(Excerpts from point annotation data)
——————

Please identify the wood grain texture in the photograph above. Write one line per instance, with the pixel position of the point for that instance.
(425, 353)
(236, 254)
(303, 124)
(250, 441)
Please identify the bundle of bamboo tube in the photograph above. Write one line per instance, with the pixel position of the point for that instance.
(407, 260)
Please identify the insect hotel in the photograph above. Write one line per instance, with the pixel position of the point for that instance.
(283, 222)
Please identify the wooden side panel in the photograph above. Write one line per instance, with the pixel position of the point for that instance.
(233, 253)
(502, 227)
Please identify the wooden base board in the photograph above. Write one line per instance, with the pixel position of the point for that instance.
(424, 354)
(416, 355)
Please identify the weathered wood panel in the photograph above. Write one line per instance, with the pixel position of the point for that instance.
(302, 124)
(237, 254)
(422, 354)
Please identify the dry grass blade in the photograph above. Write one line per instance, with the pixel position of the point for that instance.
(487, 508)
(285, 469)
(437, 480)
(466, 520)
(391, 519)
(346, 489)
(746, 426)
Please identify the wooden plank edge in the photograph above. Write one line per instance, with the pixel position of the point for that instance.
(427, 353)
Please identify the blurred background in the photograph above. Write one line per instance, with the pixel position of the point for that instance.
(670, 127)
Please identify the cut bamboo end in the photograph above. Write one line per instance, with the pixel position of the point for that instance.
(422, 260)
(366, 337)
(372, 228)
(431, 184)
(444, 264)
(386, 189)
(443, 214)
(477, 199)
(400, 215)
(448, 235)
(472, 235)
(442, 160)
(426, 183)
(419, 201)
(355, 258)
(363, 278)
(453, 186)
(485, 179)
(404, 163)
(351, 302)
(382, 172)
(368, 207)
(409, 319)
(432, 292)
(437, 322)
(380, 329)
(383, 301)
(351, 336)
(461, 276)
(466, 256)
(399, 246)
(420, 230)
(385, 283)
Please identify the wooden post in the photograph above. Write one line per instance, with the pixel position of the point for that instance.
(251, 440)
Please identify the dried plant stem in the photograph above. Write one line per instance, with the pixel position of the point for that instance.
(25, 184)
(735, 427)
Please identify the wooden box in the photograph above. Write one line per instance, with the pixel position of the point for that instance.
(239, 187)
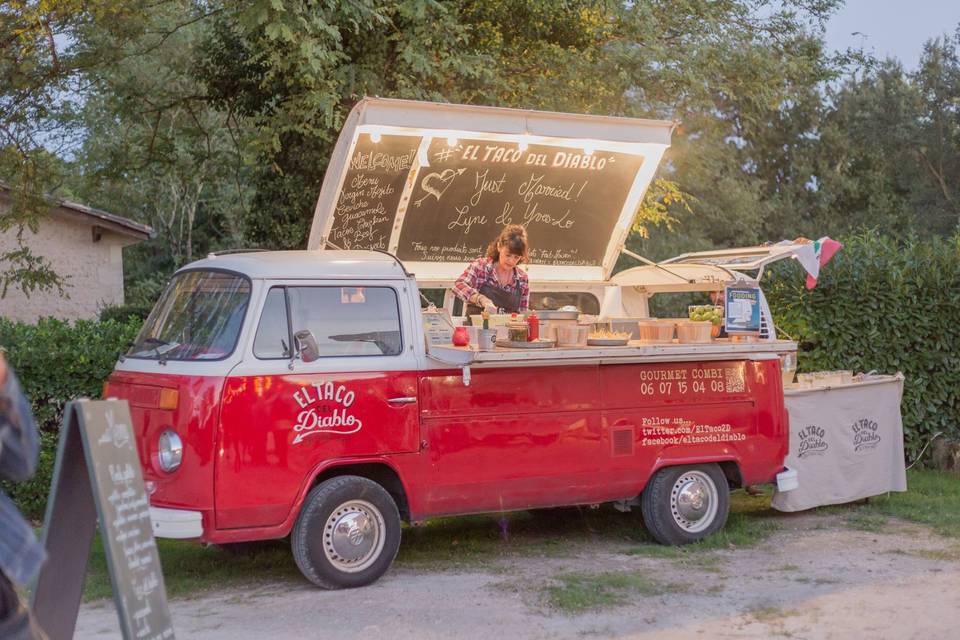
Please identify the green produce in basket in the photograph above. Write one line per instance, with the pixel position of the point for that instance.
(702, 313)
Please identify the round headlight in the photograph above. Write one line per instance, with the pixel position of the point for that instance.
(171, 450)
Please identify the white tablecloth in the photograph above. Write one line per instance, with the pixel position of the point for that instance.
(846, 443)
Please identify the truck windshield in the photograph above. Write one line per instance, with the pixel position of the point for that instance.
(198, 317)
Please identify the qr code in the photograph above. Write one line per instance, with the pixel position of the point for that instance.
(734, 380)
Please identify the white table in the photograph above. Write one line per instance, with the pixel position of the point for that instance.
(846, 443)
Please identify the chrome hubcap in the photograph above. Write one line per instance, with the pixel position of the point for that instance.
(353, 536)
(693, 501)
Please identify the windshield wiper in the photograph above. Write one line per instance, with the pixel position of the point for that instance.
(157, 343)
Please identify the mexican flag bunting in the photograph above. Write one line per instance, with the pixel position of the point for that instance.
(823, 249)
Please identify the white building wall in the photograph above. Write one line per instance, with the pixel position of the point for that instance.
(93, 270)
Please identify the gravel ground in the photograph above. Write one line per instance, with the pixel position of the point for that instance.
(814, 578)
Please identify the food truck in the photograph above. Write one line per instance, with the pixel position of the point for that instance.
(315, 394)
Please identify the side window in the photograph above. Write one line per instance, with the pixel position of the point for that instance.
(272, 339)
(348, 321)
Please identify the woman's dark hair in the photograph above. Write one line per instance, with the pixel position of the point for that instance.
(514, 238)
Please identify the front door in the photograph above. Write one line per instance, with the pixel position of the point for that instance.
(357, 398)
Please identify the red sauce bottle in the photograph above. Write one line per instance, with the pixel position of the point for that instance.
(533, 326)
(461, 337)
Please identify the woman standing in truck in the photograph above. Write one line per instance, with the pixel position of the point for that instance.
(493, 281)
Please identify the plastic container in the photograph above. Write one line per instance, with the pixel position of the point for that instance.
(573, 335)
(694, 331)
(548, 326)
(517, 331)
(655, 331)
(533, 327)
(496, 320)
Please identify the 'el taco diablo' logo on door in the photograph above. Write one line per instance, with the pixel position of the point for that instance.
(865, 436)
(324, 410)
(812, 441)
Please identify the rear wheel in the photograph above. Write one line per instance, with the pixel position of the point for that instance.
(686, 503)
(348, 533)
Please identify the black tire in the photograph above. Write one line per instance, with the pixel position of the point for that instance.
(340, 517)
(684, 504)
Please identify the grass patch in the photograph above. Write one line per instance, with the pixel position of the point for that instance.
(190, 568)
(871, 522)
(487, 541)
(933, 499)
(768, 614)
(579, 592)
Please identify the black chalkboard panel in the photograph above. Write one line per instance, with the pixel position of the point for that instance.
(97, 475)
(568, 200)
(371, 190)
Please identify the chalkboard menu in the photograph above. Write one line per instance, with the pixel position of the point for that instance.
(371, 190)
(442, 199)
(97, 476)
(568, 201)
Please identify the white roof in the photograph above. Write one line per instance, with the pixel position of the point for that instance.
(745, 258)
(305, 264)
(677, 277)
(435, 183)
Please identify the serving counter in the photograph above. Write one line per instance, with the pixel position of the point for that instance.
(634, 351)
(846, 443)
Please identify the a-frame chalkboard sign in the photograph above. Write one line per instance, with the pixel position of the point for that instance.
(97, 476)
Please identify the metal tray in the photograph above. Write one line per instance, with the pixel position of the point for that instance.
(558, 315)
(536, 344)
(607, 342)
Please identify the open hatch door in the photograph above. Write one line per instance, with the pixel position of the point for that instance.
(710, 270)
(435, 183)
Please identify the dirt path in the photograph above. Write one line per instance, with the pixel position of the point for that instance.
(814, 578)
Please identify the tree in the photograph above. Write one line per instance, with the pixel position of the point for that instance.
(155, 146)
(42, 54)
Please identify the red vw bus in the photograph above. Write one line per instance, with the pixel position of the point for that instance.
(301, 394)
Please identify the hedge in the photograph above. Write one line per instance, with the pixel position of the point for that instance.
(57, 361)
(878, 305)
(885, 306)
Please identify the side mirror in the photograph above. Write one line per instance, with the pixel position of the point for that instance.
(306, 345)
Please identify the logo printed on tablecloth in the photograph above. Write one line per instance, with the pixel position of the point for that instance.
(812, 442)
(865, 436)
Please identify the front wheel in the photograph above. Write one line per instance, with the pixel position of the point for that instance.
(348, 533)
(684, 504)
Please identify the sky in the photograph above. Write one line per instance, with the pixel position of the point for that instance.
(896, 28)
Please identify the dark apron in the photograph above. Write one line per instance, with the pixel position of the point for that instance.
(506, 300)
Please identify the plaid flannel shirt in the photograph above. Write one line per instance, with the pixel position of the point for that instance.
(482, 271)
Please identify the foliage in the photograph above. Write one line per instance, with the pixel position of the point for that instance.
(43, 54)
(886, 306)
(55, 362)
(124, 313)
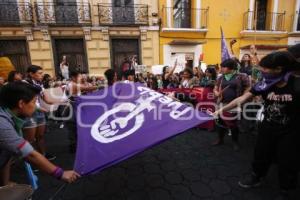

——————

— Problem description —
Arrange every line of the data above as a Markdown table with the columns Row and Line, giving each row a number and skipping blank lines. Leave the pictures out of the table.

— Answer to this exercise —
| Row | Line |
|---|---|
| 1 | Please identify the wood grain texture in the photograph above. Write one line per instance, with the pixel position of the point for that instance. |
| 2 | (425, 353) |
| 3 | (236, 254) |
| 4 | (303, 124) |
| 5 | (250, 441) |
| 6 | Please identify the bundle of bamboo tube in the photograph above. Write one line per instance, with the pixel position of the point for that instance. |
| 7 | (407, 260) |
| 8 | Please identify the insect hotel in the photograph above. Write one line per instance, with the pixel position of the point for that instance. |
| 9 | (283, 222) |
| 10 | Please identify the wooden side panel in the photograph above. Write one line per instance, with the pixel position of the point for that instance. |
| 11 | (233, 253) |
| 12 | (502, 227) |
| 13 | Please identify the wooden base board in the photograph above. Write one line per instance, with the pixel position of the point for that instance. |
| 14 | (424, 354) |
| 15 | (416, 355) |
| 16 | Please identify the weathered wood panel in the photograph above. Write one line per instance, with the pixel position of the point for that instance. |
| 17 | (302, 124) |
| 18 | (237, 254) |
| 19 | (422, 354) |
| 20 | Please identify the dry grass blade in the photograph above. Write one line per instance, with the pixel position of the point for that instance. |
| 21 | (487, 508) |
| 22 | (285, 469) |
| 23 | (437, 480) |
| 24 | (466, 520) |
| 25 | (391, 519) |
| 26 | (346, 489) |
| 27 | (746, 426) |
| 28 | Please identify the wooden plank edge in the photograph above. Write one line per instance, with the pixel position of the point for that instance. |
| 29 | (427, 353) |
| 30 | Please identify the blurred background in the photograph above. Write one line per instance, with the pixel position of the point for that instance. |
| 31 | (670, 127) |
| 32 | Please identify the cut bamboo end in the photograph above. Write one line per instance, with the pixel position of the point for that instance. |
| 33 | (422, 260) |
| 34 | (366, 337) |
| 35 | (372, 228) |
| 36 | (431, 184) |
| 37 | (444, 264) |
| 38 | (386, 189) |
| 39 | (443, 214) |
| 40 | (477, 199) |
| 41 | (400, 215) |
| 42 | (448, 235) |
| 43 | (472, 235) |
| 44 | (442, 160) |
| 45 | (426, 183) |
| 46 | (419, 201) |
| 47 | (355, 258) |
| 48 | (363, 278) |
| 49 | (453, 186) |
| 50 | (485, 179) |
| 51 | (404, 163) |
| 52 | (351, 302) |
| 53 | (382, 172) |
| 54 | (368, 207) |
| 55 | (409, 319) |
| 56 | (432, 292) |
| 57 | (437, 322) |
| 58 | (380, 329) |
| 59 | (383, 301) |
| 60 | (351, 336) |
| 61 | (461, 276) |
| 62 | (466, 256) |
| 63 | (399, 246) |
| 64 | (420, 230) |
| 65 | (385, 283) |
| 66 | Please identify the wooden post in the photograph above. Write one line per instance, with the pixel position of the point for that instance. |
| 67 | (251, 440) |
| 68 | Please identify the dried plant stem in the photograph above. Write one line per instance, with the pixel position of the point for that instance. |
| 69 | (25, 184) |
| 70 | (735, 427) |
| 71 | Please identify the wooden box in the photograph above. Write one line per instance, with the pixel position of the point for that instance. |
| 72 | (239, 187) |
| 73 | Please identify the green produce in basket in the photograph above. Write one line per instance, with the pixel position of the point for that instance. |
| 74 | (702, 313) |
| 75 | Please identify the round headlight in the photograph above. Write one line per instance, with the pixel position of the point for that instance. |
| 76 | (171, 450) |
| 77 | Please identify the white tablecloth in the photograph above. Write one line per instance, with the pixel position of the point for that instance. |
| 78 | (846, 443) |
| 79 | Please identify the truck windshield in the photograph above. Write one line per instance, with the pixel position of the point for that instance. |
| 80 | (198, 317) |
| 81 | Please identify the qr code in the photograph above. Write one line per instance, with the pixel position of the point for that instance. |
| 82 | (734, 380) |
| 83 | Please identify the white table in the photograph above. Write one line per instance, with the pixel position of the point for that instance. |
| 84 | (846, 443) |
| 85 | Please identify the chrome hubcap in the photograph above. Write one line per instance, with the pixel position of the point for that instance. |
| 86 | (353, 536) |
| 87 | (693, 501) |
| 88 | Please identify the windshield wiper in the photograph above. Write one line per instance, with the pixel position of the point for that instance. |
| 89 | (157, 343) |
| 90 | Please identify the mexican flag bunting in the photograph above. Write one line per instance, with the pixel position of the point for that instance. |
| 91 | (823, 249) |
| 92 | Please identify the white building wall in the photograph above. Write one line per instance, with the pixel position of the point for that instance. |
| 93 | (93, 270) |
| 94 | Please identify the gravel ground in the photograph above. Write one line per instance, with the pixel position of the point for that instance. |
| 95 | (814, 578) |
| 96 | Please identify the food truck in the photograph above. Write one line per instance, with the pixel position of the point for that instance. |
| 97 | (315, 394) |
| 98 | Please identify the side window in the photograph above. Write one line per instance, with the pixel position of the point for that instance. |
| 99 | (272, 339) |
| 100 | (348, 321) |
| 101 | Please identify the woman's dark hair in the photograph above. Write one line per instance, with the pixel position of the point for that instance. |
| 102 | (514, 238) |
| 103 | Please identify the front door in the photograph above. Write one line per instance, with the pixel position of the point for that instance. |
| 104 | (357, 398) |
| 105 | Please identify the red sauce bottle in the photograph above. Write one line per instance, with the pixel position of the point for that instance. |
| 106 | (533, 326) |
| 107 | (461, 337) |
| 108 | Please identify the woman standing in truck in the photograph above. Write one line per instance, with the pixel position of the point for that instance. |
| 109 | (493, 281) |
| 110 | Please identify the plastic container in the photograph above. Write one line per instance, with the pixel position of the point for that instance. |
| 111 | (573, 335) |
| 112 | (694, 331) |
| 113 | (548, 326) |
| 114 | (517, 331) |
| 115 | (655, 331) |
| 116 | (533, 327) |
| 117 | (496, 320) |
| 118 | Please identify the 'el taco diablo' logo on door in the photograph above. Write one line per instance, with the pixel position of the point for that instance. |
| 119 | (865, 436) |
| 120 | (324, 410) |
| 121 | (812, 441) |
| 122 | Please identify the rear wheel in the photograph above. Write one line per instance, with the pixel position of the point for that instance. |
| 123 | (686, 503) |
| 124 | (348, 533) |
| 125 | Please identify the black tire in the photograph above. Write one line per instance, with the pixel position of the point for that instance. |
| 126 | (340, 517) |
| 127 | (684, 504) |
| 128 | Please identify the grass patch in the photograph above. Write one line per instance, with the pixel position of the point for that instance. |
| 129 | (190, 568) |
| 130 | (871, 522) |
| 131 | (487, 541) |
| 132 | (933, 499) |
| 133 | (768, 614) |
| 134 | (579, 592) |
| 135 | Please identify the black chalkboard panel in the photograph above. Write one line per instance, with the pixel position of the point for that instance. |
| 136 | (97, 475) |
| 137 | (568, 200) |
| 138 | (371, 190) |
| 139 | Please identify the chalkboard menu in the photograph above. Write one line per instance, with the pixel position of the point for that instance. |
| 140 | (371, 190) |
| 141 | (442, 199) |
| 142 | (97, 476) |
| 143 | (568, 201) |
| 144 | Please identify the white roof in the photograph above. Write one line per instance, with the pixel position of the point for that instance. |
| 145 | (745, 258) |
| 146 | (305, 264) |
| 147 | (677, 277) |
| 148 | (435, 183) |
| 149 | Please identify the serving counter in the photograph above. Write one line per instance, with the pixel position of the point for that instance. |
| 150 | (634, 351) |
| 151 | (846, 443) |
| 152 | Please identify the a-frame chalkboard sign in the photograph above. Write one line per instance, with the pixel position of the point for that instance. |
| 153 | (97, 476) |
| 154 | Please identify the metal tray in the photograph above. Write one line per instance, with the pixel position of the point for that instance. |
| 155 | (558, 315) |
| 156 | (536, 344) |
| 157 | (607, 342) |
| 158 | Please identify the open hatch door in the photograph above. Write one line per instance, with the pixel position of the point for that instance. |
| 159 | (710, 270) |
| 160 | (435, 183) |
| 161 | Please identify the dirt path in the photograph above. Write one line per instance, with the pixel position of the point for that instance. |
| 162 | (814, 578) |
| 163 | Please identify the tree in the photograph above. Write one line per instance, with the pixel position of the point for that instance. |
| 164 | (155, 146) |
| 165 | (42, 54) |
| 166 | Please identify the red vw bus in the photograph above. Write one line per instance, with the pixel position of the point for that instance. |
| 167 | (301, 394) |
| 168 | Please identify the hedge in the photograph above. Write one line per instance, with the pixel position of the point for that instance. |
| 169 | (57, 361) |
| 170 | (878, 305) |
| 171 | (885, 306) |
| 172 | Please identify the side mirror in the photograph above. Write one line per instance, with the pixel position of the point for that instance. |
| 173 | (306, 345) |
| 174 | Please identify the logo printed on tablecloth in the photograph above. Write one line per instance, with the pixel position of the point for that instance. |
| 175 | (812, 442) |
| 176 | (865, 436) |
| 177 | Please identify the front wheel in the photograph above. Write one line per instance, with the pixel position of the point for that instance. |
| 178 | (348, 533) |
| 179 | (684, 504) |
| 180 | Please identify the sky in the photograph above. Write one line per instance, with the pixel position of the point for that instance. |
| 181 | (896, 28) |
| 182 | Please identify the dark apron in the photograph above. Write one line per instance, with the pixel position of the point for that instance. |
| 183 | (506, 300) |
| 184 | Please identify the plaid flannel shirt in the photograph above. Write one line per instance, with the pixel position of the point for that instance. |
| 185 | (482, 271) |
| 186 | Please identify the foliage in the photograph above. Write one line per instance, with the pixel position of the point for that instance. |
| 187 | (43, 54) |
| 188 | (886, 306) |
| 189 | (55, 362) |
| 190 | (124, 313) |